— BEGIN Provided text —

- Expert Show autographed edition cover

Studio album 達人Show by Show Lo
- Released: 22 October 2004
- Genre: Mandopop, Hip-hop
- Length: 44:27
- Language: Mandarin
- Label: Avex Taiwan
- Producer: Di Zi, Bi Guoyong, Guo Jianlian, Chen Zihong

Show Lo chronology
| Show Time (2003) | Expert Show (2004) | Hypnosis Show (2005) |

Alternative cover

= Expert Show =

Expert Show (達人Show) is Taiwanese Mandopop artist Show Lo's second Mandarin studio album. It was released on 22 October 2004 by Avex Taiwan. A second collectible edition, Expert Show (Collectible Edition) (達人Show 影音珍藏版) (CD+VCD) was released on 25 November 2004 with a bonus VCD containing four music videos.

The album features collaborations with Dee Shu (aka Xiao S) and Taiwanese boy band Energy and the music video for "小丑魚" (Clown Fish) features Rainie Yang. It also contains two songs composed by Show and the ending theme song of Taiwanese drama Outsider II (鬥魚2), starring Show.

— END Provided text —

The tasks ::
• 1. List every producer named in the Expert Show text above.
• 2. In the Expert Show text above, turn the paragraph beginning "The album features collaborations" into a short bulleted list that keeps its main facts.
• 3. Answer these questions using the Expert Show text above:
(a) Which label released the album?
(b) On what date was the collectible edition released?
(c) Who appears in the music video for "小丑魚" (Clown Fish)?

— BEGIN Rows —

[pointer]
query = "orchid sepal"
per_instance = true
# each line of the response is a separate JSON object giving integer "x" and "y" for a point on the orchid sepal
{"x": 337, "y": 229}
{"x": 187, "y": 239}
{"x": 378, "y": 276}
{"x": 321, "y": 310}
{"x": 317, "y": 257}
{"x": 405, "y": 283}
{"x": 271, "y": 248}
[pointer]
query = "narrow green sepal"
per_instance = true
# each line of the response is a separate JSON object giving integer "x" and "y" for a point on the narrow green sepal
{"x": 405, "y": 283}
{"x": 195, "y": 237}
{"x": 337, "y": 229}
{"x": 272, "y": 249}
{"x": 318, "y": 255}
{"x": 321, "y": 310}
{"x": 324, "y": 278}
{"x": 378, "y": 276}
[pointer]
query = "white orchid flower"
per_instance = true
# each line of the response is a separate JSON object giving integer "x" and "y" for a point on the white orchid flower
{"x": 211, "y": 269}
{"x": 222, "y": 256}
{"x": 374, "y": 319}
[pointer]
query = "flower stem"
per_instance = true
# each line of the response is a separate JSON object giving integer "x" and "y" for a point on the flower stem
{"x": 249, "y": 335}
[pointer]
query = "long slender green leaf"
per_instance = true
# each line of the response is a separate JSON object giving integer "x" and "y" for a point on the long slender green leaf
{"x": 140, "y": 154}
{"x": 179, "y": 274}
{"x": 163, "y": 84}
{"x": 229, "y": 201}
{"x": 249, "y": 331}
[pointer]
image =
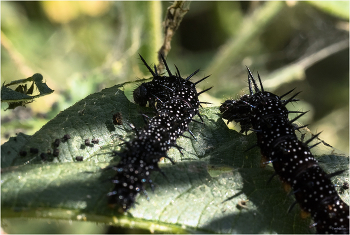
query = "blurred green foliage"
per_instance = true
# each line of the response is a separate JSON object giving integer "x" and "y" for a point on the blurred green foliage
{"x": 69, "y": 41}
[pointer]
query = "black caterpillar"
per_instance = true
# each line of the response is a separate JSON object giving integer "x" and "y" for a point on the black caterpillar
{"x": 175, "y": 101}
{"x": 266, "y": 114}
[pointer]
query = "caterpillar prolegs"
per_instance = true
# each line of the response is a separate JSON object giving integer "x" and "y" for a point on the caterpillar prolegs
{"x": 266, "y": 114}
{"x": 175, "y": 101}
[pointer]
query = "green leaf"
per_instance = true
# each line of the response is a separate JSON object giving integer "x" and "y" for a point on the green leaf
{"x": 21, "y": 96}
{"x": 203, "y": 191}
{"x": 337, "y": 8}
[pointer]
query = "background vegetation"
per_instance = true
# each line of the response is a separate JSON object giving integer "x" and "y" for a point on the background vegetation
{"x": 82, "y": 47}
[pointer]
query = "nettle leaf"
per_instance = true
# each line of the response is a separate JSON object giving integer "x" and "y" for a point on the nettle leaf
{"x": 22, "y": 95}
{"x": 216, "y": 187}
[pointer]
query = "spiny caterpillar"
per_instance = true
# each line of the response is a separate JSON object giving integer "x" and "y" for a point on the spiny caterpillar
{"x": 266, "y": 114}
{"x": 175, "y": 101}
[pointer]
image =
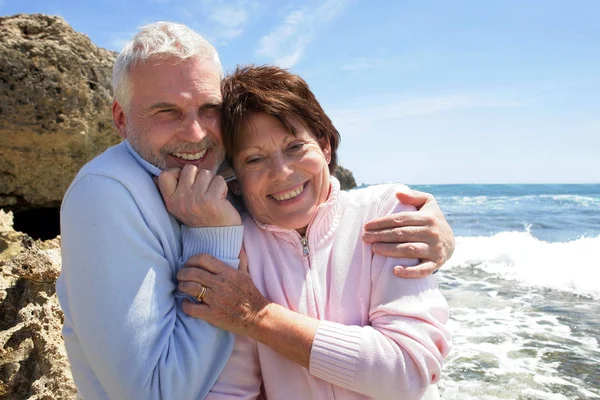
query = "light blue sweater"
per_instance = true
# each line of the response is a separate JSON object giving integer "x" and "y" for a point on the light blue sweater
{"x": 125, "y": 332}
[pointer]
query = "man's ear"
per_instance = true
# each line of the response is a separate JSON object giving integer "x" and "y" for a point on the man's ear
{"x": 234, "y": 187}
{"x": 119, "y": 119}
{"x": 326, "y": 148}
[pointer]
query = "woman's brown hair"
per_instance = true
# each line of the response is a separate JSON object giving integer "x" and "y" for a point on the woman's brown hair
{"x": 276, "y": 92}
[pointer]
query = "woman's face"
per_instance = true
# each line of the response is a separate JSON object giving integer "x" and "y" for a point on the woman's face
{"x": 283, "y": 178}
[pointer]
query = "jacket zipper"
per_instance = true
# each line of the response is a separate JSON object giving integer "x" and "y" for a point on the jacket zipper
{"x": 304, "y": 241}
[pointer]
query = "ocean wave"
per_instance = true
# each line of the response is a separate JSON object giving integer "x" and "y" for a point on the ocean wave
{"x": 572, "y": 266}
{"x": 503, "y": 201}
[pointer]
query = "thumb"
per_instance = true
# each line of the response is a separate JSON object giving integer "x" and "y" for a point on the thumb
{"x": 168, "y": 180}
{"x": 243, "y": 261}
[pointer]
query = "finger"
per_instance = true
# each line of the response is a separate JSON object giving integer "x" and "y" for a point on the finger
{"x": 192, "y": 289}
{"x": 188, "y": 176}
{"x": 196, "y": 310}
{"x": 207, "y": 262}
{"x": 217, "y": 189}
{"x": 243, "y": 261}
{"x": 167, "y": 181}
{"x": 418, "y": 271}
{"x": 403, "y": 250}
{"x": 404, "y": 218}
{"x": 414, "y": 198}
{"x": 195, "y": 274}
{"x": 404, "y": 234}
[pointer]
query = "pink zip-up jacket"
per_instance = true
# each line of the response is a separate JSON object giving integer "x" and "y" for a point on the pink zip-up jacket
{"x": 379, "y": 337}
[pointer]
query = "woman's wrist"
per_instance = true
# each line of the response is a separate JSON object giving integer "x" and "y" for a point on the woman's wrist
{"x": 289, "y": 333}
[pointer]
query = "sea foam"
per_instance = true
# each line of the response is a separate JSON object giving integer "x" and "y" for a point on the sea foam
{"x": 572, "y": 266}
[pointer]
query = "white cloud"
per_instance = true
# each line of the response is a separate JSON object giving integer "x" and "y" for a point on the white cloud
{"x": 286, "y": 44}
{"x": 219, "y": 20}
{"x": 422, "y": 106}
{"x": 230, "y": 20}
{"x": 361, "y": 63}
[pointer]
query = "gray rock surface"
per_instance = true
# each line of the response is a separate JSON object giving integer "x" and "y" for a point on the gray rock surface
{"x": 54, "y": 108}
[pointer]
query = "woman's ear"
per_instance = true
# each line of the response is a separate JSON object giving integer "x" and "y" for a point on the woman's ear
{"x": 234, "y": 187}
{"x": 326, "y": 148}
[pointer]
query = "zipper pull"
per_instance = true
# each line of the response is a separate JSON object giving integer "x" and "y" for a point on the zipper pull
{"x": 304, "y": 241}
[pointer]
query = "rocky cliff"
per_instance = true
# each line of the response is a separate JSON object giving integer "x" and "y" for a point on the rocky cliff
{"x": 33, "y": 361}
{"x": 54, "y": 108}
{"x": 54, "y": 116}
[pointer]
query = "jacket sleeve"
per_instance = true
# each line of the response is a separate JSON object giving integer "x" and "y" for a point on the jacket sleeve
{"x": 117, "y": 289}
{"x": 403, "y": 348}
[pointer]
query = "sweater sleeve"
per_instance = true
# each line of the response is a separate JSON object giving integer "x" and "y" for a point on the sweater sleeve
{"x": 241, "y": 378}
{"x": 403, "y": 348}
{"x": 224, "y": 243}
{"x": 117, "y": 289}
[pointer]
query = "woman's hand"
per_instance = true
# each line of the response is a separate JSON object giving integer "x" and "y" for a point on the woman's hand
{"x": 197, "y": 197}
{"x": 424, "y": 234}
{"x": 231, "y": 301}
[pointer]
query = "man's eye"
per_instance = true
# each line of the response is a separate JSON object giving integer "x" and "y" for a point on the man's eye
{"x": 295, "y": 147}
{"x": 253, "y": 160}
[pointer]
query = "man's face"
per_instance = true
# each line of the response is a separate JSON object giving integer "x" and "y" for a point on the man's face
{"x": 173, "y": 114}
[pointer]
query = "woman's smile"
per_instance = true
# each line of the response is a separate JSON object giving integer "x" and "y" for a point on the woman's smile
{"x": 288, "y": 195}
{"x": 283, "y": 176}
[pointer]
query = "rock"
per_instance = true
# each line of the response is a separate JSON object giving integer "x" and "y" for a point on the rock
{"x": 345, "y": 177}
{"x": 33, "y": 359}
{"x": 55, "y": 103}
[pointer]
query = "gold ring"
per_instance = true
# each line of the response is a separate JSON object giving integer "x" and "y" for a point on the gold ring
{"x": 201, "y": 293}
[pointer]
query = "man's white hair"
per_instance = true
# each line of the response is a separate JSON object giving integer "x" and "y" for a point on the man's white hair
{"x": 158, "y": 40}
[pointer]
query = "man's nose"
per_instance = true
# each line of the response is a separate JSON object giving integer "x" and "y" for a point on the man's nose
{"x": 194, "y": 130}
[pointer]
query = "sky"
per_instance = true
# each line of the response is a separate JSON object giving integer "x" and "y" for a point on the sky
{"x": 422, "y": 92}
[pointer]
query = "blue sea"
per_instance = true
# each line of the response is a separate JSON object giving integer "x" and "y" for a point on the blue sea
{"x": 524, "y": 290}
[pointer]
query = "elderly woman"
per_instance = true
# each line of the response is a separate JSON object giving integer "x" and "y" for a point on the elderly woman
{"x": 352, "y": 329}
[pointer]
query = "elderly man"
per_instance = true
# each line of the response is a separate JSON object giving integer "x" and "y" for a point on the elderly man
{"x": 125, "y": 332}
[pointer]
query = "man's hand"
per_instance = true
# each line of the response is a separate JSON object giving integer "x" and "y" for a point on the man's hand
{"x": 423, "y": 234}
{"x": 231, "y": 300}
{"x": 197, "y": 197}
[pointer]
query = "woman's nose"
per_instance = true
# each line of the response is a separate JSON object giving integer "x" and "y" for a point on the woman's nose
{"x": 280, "y": 168}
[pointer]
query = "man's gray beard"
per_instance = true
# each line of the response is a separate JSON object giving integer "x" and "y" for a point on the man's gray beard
{"x": 160, "y": 161}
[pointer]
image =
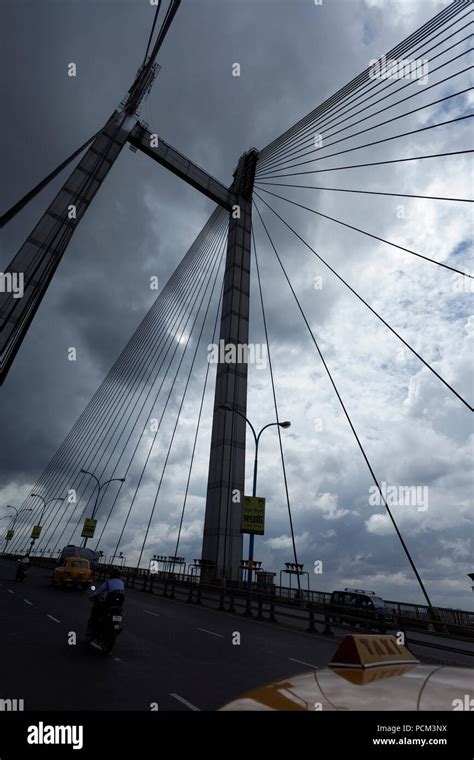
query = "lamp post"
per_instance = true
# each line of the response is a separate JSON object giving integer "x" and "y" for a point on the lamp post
{"x": 99, "y": 486}
{"x": 45, "y": 504}
{"x": 229, "y": 408}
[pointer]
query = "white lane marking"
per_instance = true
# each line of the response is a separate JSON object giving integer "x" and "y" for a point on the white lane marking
{"x": 204, "y": 630}
{"x": 185, "y": 702}
{"x": 300, "y": 662}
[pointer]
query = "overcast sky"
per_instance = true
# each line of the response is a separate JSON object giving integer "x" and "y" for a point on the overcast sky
{"x": 293, "y": 55}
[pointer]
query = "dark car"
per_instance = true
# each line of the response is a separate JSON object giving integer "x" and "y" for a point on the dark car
{"x": 360, "y": 608}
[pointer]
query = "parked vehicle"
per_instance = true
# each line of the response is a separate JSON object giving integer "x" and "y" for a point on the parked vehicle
{"x": 361, "y": 609}
{"x": 75, "y": 572}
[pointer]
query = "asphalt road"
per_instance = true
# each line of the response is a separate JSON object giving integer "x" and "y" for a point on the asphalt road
{"x": 171, "y": 655}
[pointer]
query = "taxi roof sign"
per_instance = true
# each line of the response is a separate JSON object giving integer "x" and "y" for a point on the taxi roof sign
{"x": 359, "y": 651}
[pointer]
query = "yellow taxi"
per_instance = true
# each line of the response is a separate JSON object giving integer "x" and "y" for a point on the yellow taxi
{"x": 74, "y": 572}
{"x": 366, "y": 673}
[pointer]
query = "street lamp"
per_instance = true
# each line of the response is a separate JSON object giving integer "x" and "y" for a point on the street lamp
{"x": 45, "y": 504}
{"x": 100, "y": 486}
{"x": 286, "y": 424}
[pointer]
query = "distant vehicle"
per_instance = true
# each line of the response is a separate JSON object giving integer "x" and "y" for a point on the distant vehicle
{"x": 78, "y": 551}
{"x": 360, "y": 609}
{"x": 74, "y": 572}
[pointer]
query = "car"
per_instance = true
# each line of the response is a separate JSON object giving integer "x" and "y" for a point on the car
{"x": 74, "y": 572}
{"x": 362, "y": 609}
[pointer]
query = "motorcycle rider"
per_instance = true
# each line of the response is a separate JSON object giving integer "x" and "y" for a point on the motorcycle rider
{"x": 100, "y": 597}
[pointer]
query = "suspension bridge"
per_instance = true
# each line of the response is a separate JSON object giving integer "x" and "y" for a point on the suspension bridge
{"x": 91, "y": 489}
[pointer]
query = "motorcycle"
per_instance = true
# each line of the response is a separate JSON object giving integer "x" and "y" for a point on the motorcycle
{"x": 105, "y": 623}
{"x": 21, "y": 572}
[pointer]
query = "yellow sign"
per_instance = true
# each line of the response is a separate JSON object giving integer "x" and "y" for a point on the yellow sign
{"x": 253, "y": 515}
{"x": 370, "y": 651}
{"x": 89, "y": 528}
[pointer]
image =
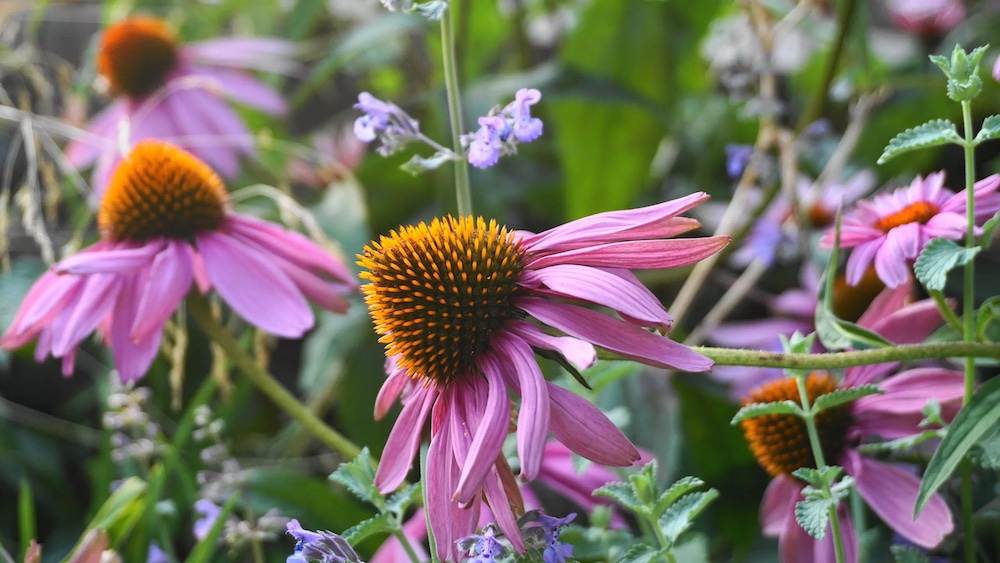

— END Rows —

Task-by-task answers ::
• 1.
Di Zi
Bi Guoyong
Guo Jianlian
Chen Zihong

• 2.
- Collaborations with Dee Shu (aka Xiao S) and the Taiwanese boy band Energy
- Rainie Yang appears in the music video for "小丑魚" (Clown Fish)
- Two songs composed by Show
- The ending theme song of the Taiwanese drama Outsider II (鬥魚2), which stars Show

• 3.
(a) Avex Taiwan
(b) 25 November 2004
(c) Rainie Yang